- [Referring expression data]
┏━━
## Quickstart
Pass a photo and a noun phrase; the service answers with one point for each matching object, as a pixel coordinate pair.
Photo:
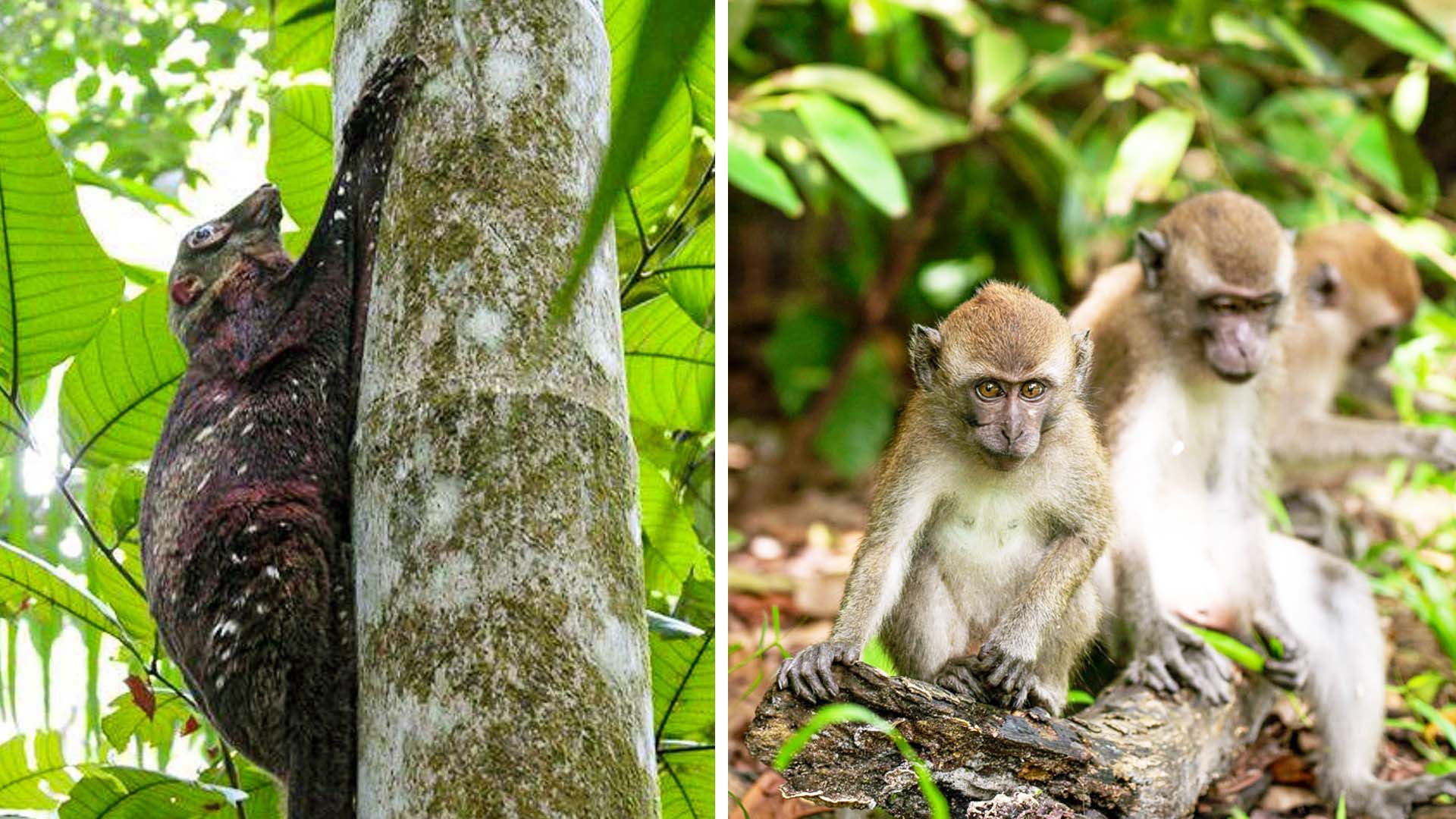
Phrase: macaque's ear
(1082, 371)
(925, 354)
(1326, 284)
(1152, 253)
┗━━
- [Exercise goal] Write out exactly the lines from the line holding "Pass a photo" through the last line of the records above, inclusive, and nothing more. Leave out the pictures.

- [Exercise response]
Pass a photo and a noun phrase; the service answers with one point for each matching object, as a pixel coordinate pair.
Photo:
Phrase: macaque's ear
(1082, 371)
(925, 354)
(1326, 284)
(1152, 253)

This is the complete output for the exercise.